The movie tells the parallel stories of two platoons, one Japanese Imperial Army and the other US Marine, both stranded on the same remote island in the Solomons, the former simply left behind as the Japanese military retreats farther and farther north, the latter the survivors of a US Navy R4D transport shot down by a Japanese Zero. The two ranking American officers, Captain Dennis Bourke (Walker) and Lieutenant Blair (Sands) initially clash over command of the unit, with the more seasoned Bourke advising a strong defense and the use of guerrilla tactics and Blair advocating a full-on frontal assault against the enemy, which Bourke claims will end in their own defeat. Eventually, Bourke's toughness and no-nonsense approach earn him full command. The two enemy forces engage each other, each inflicting a few casualties on the other. During a reconnaissance mission, the Marines discover that the Japanese are building a boat in order to escape the island. The Marines attempt to capture it, but rather than have it fall into their enemy's hands, the Japanese destroy it.

During the fighting, a Japanese soldier named Hirano (Homare Suguro) suffers a leg wound that turns gangrenous. Japanese commander Kuroki (Mihashi) meets with Bourke and offers a truce between them if the Americans will send their medic, Maloney (Sinatra), to perform surgery. Bourke agrees to the terms, and Maloney — in reality, only a pharmacist's mate — is forced to amputate Hirano's leg in order to save his life. While the Americans and Japanese maintain their uneasy truce, which is to last as long as the war continues to pass them by, the monsoon season begins, and the two adversaries discover they must work together and build a dam to prevent the spring that supplies their fresh water from being submerged beneath the rising ocean waters.

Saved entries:
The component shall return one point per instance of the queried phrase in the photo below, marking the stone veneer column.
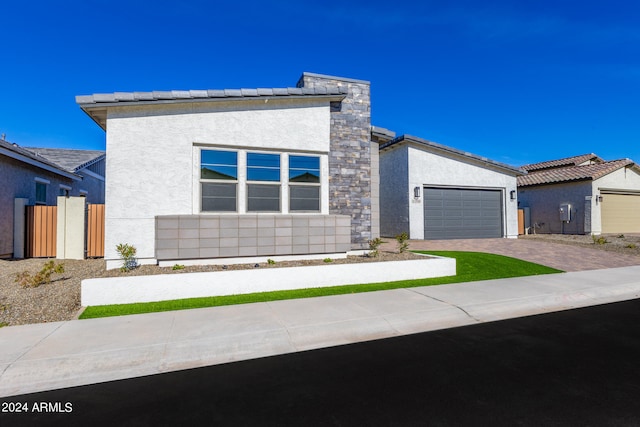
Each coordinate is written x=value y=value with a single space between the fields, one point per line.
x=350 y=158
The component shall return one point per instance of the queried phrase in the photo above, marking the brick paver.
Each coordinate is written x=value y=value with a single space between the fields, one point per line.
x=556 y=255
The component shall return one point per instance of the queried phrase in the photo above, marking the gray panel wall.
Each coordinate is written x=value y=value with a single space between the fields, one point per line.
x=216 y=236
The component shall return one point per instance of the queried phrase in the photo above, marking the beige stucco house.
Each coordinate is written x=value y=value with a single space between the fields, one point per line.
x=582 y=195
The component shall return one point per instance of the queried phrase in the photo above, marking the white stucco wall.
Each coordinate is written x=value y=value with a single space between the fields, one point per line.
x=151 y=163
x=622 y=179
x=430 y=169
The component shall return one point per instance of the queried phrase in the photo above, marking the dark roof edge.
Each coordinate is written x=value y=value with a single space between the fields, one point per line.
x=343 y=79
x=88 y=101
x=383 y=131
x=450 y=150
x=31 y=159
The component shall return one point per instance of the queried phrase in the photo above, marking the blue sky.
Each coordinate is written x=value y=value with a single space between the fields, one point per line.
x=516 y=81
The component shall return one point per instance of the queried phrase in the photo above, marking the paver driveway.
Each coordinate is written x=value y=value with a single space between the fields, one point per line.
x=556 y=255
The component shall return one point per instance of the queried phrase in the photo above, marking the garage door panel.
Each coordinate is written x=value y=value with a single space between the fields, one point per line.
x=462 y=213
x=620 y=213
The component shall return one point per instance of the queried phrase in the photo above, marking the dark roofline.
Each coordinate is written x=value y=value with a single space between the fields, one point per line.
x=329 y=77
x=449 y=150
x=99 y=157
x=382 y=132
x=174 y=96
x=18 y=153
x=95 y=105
==
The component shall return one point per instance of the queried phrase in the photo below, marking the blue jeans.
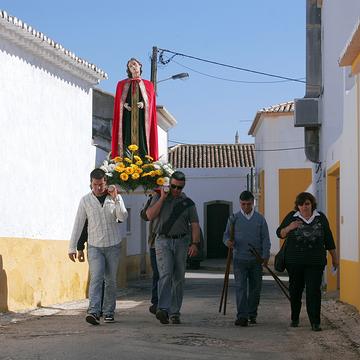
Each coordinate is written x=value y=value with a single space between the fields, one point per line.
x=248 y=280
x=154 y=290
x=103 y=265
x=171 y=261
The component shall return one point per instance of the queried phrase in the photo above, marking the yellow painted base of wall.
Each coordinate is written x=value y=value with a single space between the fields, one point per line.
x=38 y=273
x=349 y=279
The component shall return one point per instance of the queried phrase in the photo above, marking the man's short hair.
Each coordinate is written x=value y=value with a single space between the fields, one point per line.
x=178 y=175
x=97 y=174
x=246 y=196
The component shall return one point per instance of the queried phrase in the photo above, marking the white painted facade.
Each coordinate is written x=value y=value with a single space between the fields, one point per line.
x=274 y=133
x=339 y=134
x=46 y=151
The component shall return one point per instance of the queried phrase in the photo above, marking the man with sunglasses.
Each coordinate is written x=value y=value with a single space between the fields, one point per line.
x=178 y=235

Assigned task A: Summarize the movie synopsis in two sentences.
Assigned task B: Reproduce the movie synopsis from "During the fighting, a" to "rising ocean waters.", word for word.
Assigned task C: Write what comes next in the movie synopsis, starting after its last sentence.

Answer section A: Two platoons, one Japanese and one US Marine, are stranded on the same island in the Solomons, where Captain Bourke wins command of the Marines over Lieutenant Blair and the two sides engage, with the Japanese destroying their escape boat rather than let the Marines capture it. After Bourke accepts a truce in return for the medic Maloney amputating a wounded Japanese soldier's gangrenous leg, the monsoon season forces the two adversaries to work together on a dam to keep the spring that supplies their fresh water from being submerged.

Answer section B:
During the fighting, a Japanese soldier named Hirano (Homare Suguro) suffers a leg wound that turns gangrenous. Japanese commander Kuroki (Mihashi) meets with Bourke and offers a truce between them if the Americans will send their medic, Maloney (Sinatra), to perform surgery. Bourke agrees to the terms, and Maloney — in reality, only a pharmacist's mate — is forced to amputate Hirano's leg in order to save his life. While the Americans and Japanese maintain their uneasy truce, which is to last as long as the war continues to pass them by, the monsoon season begins, and the two adversaries discover they must work together and build a dam to prevent the spring that supplies their fresh water from being submerged beneath the rising ocean waters.

Answer section C:
The endeavor is successful, but the Americans have managed to repair their radio transmitter and contact their HQ, which sends a destroyer to rescue them. With the war now returning to their little island, Bourke offers to accept the Japanese's honorable surrender, but Kuroki refuses, stating that he and his men would rather die than become prisoners of war. And as the Americans prepare to evacuate the island, Kuroki's men attack and kill many of the Marines, though, in the end, it is they who are, to the last man, wiped out.

In the 2000s, director Clint Eastwood received critical acclaim for his war films, Flags of Our Fathers and Letters From Iwo Jima, which told the story of the Battle of Iwo Jima from the American and Japanese points of view respectively. To some extent, those movies mirror the themes from None But the Brave, which portrays individuals on both sides as sympathetic, exhibiting both dignity and weakness, their focus on personal honor and duty. Sinatra's movie articulates a distinct anti-war sentiment, which comes off as both heavy-handed and occasionally cheesy, though there's no question of its sincerity. The character of Kuroki narrates the movie — by way of personal journal entries — portraying himself as a soldier by duty but a noble romantic at heart. As his American counterpart, Bourke is a man haunted by having lost the love of his life in a Japanese attack just before proposing marriage to her. He proves himself a capable leader and fierce fighter, but as he gets to know Kuroki, a long-repressed compassion for his fellow man begins to surface.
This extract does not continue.